= THE INPUT =
□ □ □ □
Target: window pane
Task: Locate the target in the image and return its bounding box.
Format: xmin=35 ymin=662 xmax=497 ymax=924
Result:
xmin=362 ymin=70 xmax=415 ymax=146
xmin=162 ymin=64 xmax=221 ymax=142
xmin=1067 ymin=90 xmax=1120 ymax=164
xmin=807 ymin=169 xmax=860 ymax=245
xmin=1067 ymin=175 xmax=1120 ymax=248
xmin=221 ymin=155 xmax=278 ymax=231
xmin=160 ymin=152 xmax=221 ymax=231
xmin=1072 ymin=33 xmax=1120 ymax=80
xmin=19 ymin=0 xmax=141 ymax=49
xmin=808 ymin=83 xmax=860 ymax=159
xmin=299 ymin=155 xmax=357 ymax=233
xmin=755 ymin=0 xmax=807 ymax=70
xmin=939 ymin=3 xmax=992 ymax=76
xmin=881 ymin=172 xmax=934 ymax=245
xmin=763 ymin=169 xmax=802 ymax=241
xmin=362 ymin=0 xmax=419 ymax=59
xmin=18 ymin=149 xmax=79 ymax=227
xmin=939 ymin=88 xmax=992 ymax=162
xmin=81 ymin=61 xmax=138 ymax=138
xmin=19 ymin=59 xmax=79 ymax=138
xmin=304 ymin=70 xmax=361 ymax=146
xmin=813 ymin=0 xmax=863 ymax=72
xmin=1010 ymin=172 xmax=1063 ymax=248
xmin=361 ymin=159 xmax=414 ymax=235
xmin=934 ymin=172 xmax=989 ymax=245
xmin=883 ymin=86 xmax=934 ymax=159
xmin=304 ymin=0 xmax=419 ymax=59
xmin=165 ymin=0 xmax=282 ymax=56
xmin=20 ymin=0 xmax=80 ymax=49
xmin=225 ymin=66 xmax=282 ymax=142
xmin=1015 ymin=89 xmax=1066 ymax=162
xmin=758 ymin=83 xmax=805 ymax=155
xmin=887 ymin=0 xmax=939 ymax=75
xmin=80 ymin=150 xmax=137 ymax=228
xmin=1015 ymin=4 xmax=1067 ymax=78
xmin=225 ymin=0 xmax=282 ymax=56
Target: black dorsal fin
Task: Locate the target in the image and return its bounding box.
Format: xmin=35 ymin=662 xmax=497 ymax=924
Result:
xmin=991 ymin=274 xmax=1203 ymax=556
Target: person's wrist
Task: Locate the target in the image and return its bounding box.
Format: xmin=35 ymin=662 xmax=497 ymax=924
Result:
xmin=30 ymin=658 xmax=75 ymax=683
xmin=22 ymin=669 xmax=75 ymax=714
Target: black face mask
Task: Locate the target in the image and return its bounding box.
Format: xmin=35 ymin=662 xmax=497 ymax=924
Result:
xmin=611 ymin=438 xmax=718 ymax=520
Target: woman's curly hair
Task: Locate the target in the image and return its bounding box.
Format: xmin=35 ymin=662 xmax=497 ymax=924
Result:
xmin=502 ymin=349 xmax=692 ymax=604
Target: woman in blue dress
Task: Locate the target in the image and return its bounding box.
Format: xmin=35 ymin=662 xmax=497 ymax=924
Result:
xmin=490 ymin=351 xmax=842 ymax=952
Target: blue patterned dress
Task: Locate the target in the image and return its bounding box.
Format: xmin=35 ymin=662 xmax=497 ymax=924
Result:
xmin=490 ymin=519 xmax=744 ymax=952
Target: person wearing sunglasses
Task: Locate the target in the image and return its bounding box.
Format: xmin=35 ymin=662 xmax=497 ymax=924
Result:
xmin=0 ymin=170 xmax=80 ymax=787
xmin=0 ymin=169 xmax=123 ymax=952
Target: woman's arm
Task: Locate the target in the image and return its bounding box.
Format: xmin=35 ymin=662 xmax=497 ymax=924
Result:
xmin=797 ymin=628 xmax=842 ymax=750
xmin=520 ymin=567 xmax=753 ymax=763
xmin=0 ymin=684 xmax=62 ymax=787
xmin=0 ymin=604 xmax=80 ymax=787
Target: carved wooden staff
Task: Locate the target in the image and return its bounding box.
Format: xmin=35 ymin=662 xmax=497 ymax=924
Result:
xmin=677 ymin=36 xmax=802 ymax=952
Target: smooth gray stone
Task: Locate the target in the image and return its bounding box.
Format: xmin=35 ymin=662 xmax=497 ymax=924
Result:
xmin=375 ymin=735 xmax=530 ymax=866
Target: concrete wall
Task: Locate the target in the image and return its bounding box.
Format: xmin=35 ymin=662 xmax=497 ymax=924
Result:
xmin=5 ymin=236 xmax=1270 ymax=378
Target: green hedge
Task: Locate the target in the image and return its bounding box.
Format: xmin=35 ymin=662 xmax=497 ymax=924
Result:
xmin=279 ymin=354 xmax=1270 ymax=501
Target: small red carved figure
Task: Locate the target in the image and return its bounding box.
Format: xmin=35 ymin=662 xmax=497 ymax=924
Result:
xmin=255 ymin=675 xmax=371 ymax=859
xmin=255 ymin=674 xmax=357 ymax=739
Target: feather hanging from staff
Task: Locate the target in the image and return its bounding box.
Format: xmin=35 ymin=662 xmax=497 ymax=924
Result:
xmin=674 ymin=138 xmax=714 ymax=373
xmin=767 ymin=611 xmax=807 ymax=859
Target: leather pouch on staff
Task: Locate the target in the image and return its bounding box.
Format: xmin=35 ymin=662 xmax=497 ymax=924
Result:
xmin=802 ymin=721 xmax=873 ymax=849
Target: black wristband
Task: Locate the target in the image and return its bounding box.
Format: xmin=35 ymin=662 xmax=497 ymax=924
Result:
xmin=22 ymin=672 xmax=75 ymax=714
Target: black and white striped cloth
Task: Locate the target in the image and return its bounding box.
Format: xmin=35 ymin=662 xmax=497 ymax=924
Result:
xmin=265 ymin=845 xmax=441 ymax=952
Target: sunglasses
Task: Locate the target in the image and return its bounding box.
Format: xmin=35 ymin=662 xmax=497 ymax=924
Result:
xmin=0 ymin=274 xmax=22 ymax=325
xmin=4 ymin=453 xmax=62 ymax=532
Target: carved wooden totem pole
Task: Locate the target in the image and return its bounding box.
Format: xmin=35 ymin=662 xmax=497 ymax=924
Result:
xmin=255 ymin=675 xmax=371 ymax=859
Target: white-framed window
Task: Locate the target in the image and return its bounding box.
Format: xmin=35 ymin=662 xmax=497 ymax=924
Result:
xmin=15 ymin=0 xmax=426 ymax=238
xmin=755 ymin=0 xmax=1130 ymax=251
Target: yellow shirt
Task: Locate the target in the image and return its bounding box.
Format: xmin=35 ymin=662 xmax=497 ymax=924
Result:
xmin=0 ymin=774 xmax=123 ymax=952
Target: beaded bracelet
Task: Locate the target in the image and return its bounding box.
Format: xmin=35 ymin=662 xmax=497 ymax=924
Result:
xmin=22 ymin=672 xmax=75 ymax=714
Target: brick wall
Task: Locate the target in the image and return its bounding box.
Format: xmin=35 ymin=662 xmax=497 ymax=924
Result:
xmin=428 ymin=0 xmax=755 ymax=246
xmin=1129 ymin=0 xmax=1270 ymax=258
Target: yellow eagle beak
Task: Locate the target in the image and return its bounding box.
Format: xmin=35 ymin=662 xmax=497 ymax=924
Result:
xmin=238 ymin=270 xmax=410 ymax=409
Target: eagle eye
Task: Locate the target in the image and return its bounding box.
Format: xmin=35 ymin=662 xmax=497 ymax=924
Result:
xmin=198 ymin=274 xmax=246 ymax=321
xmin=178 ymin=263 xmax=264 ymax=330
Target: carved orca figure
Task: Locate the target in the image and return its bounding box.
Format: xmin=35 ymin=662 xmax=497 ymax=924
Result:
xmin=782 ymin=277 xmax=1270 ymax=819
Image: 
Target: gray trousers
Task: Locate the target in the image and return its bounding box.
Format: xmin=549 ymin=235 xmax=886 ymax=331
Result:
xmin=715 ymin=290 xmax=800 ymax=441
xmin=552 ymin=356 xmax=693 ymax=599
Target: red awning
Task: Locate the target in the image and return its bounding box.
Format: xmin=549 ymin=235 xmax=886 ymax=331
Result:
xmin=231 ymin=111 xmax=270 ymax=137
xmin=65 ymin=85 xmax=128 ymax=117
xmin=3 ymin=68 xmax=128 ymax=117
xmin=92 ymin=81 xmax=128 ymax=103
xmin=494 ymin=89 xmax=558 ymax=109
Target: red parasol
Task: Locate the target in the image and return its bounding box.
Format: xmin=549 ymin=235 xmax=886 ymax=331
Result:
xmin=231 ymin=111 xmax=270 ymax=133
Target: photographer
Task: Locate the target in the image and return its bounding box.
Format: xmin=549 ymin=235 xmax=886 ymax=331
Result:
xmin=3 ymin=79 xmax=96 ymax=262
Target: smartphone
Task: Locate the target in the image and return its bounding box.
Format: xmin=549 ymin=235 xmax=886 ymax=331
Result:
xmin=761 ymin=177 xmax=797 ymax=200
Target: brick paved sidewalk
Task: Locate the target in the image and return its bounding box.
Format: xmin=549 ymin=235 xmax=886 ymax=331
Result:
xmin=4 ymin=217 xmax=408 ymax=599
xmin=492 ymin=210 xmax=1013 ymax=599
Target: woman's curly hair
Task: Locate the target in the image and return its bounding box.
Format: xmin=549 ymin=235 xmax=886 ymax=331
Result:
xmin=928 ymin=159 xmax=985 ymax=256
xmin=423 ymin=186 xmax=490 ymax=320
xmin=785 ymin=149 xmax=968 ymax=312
□ □ □ □
= GOAL =
Pick out every line of the records that contains the word "wooden" and copy each one.

= RESPONSE =
Target: carved wooden staff
Target: carved wooden totem pole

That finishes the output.